==== TRECHO DO DOCUMENTO ====
As recém-concluídas eleições municipais no Brasil mostraram como o tema das mudanças climáticas e a agenda ambiental ainda estão longe do protagonismo no debate eleitoral. No estado do Rio de Janeiro, a cerca de 60 quilômetros da capital fluminense, uma cidade litorânea tenta desconstruir a dicotomia entre desenvolvimento e sustentabilidade. Trata-se de Maricá.
Em outubro, Washington Quaquá (PT) venceu o pleito municipal de Maricá, sinalizando a manutenção do atual grupo político que comanda a prefeitura. Eleito com 73,4% dos votos ainda no primeiro turno, Quaquá – que também é presidente estadual do Partido dos Trabalhadores no Rio de Janeiro, retorna a partir de janeiro de 2025 ao comando do executivo municipal para realizar seu terceiro mandato.
==== LISTAGEM ====
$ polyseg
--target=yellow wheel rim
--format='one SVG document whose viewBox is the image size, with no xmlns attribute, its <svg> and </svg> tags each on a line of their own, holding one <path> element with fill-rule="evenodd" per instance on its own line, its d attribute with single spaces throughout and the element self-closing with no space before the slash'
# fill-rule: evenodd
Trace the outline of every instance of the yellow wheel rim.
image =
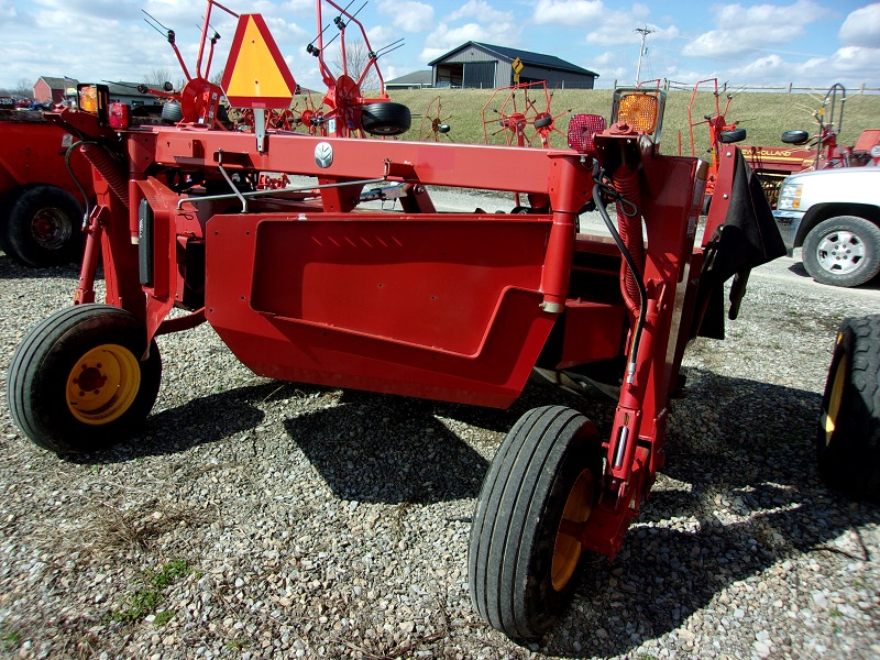
<svg viewBox="0 0 880 660">
<path fill-rule="evenodd" d="M 825 447 L 832 442 L 832 436 L 837 428 L 837 415 L 840 413 L 840 402 L 844 400 L 844 387 L 846 386 L 846 365 L 847 356 L 844 353 L 840 362 L 837 363 L 837 371 L 834 372 L 834 383 L 832 383 L 832 394 L 828 397 L 828 409 L 824 411 L 822 426 L 825 428 Z"/>
<path fill-rule="evenodd" d="M 82 355 L 67 376 L 67 407 L 90 425 L 119 419 L 141 387 L 141 366 L 124 346 L 103 344 Z"/>
<path fill-rule="evenodd" d="M 550 575 L 553 588 L 562 591 L 578 568 L 581 559 L 581 539 L 573 536 L 580 531 L 581 525 L 586 521 L 593 510 L 593 472 L 584 470 L 569 493 L 562 520 L 559 524 L 556 544 L 553 546 L 553 563 Z M 576 531 L 575 531 L 576 530 Z"/>
</svg>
====
EXERCÍCIOS:
**a)** Segundo o trecho sobre Maricá, com que percentual de votos Washington Quaquá foi eleito?
**b)** Redimensione tudo o que vai do início dos registros até a linha que contém "82 355 L 67", inclusive. Reescreva essas linhas com os comandos, multiplicando por 1,9 cada número das respostas (as dimensões do viewBox e as coordenadas dos contornos), arredondando para inteiros com as metades para cima e deixando as imagens de fora.
Os registros não têm relação alguma com o trecho.

RESPOSTAS DOS EXERCÍCIOS:
**a)** Com 73,4% dos votos, ainda no primeiro turno.

**b)**
$ polyseg
--target=yellow wheel rim
--format='one SVG document whose viewBox is the image size, with no xmlns attribute, its <svg> and </svg> tags each on a line of their own, holding one <path> element with fill-rule="evenodd" per instance on its own line, its d attribute with single spaces throughout and the element self-closing with no space before the slash'
# fill-rule: evenodd
Trace the outline of every instance of the yellow wheel rim.
image =
<svg viewBox="0 0 1672 1254">
<path fill-rule="evenodd" d="M 1568 849 L 1581 840 L 1581 828 L 1590 813 L 1590 789 L 1596 785 L 1596 764 L 1604 760 L 1604 735 L 1607 733 L 1607 694 L 1609 676 L 1604 671 L 1596 688 L 1590 690 L 1590 705 L 1585 707 L 1585 728 L 1581 728 L 1581 749 L 1573 754 L 1573 777 L 1566 781 L 1562 809 L 1568 813 Z"/>
<path fill-rule="evenodd" d="M 156 675 L 127 714 L 127 773 L 171 808 L 226 796 L 268 735 L 268 695 L 236 657 L 196 654 Z"/>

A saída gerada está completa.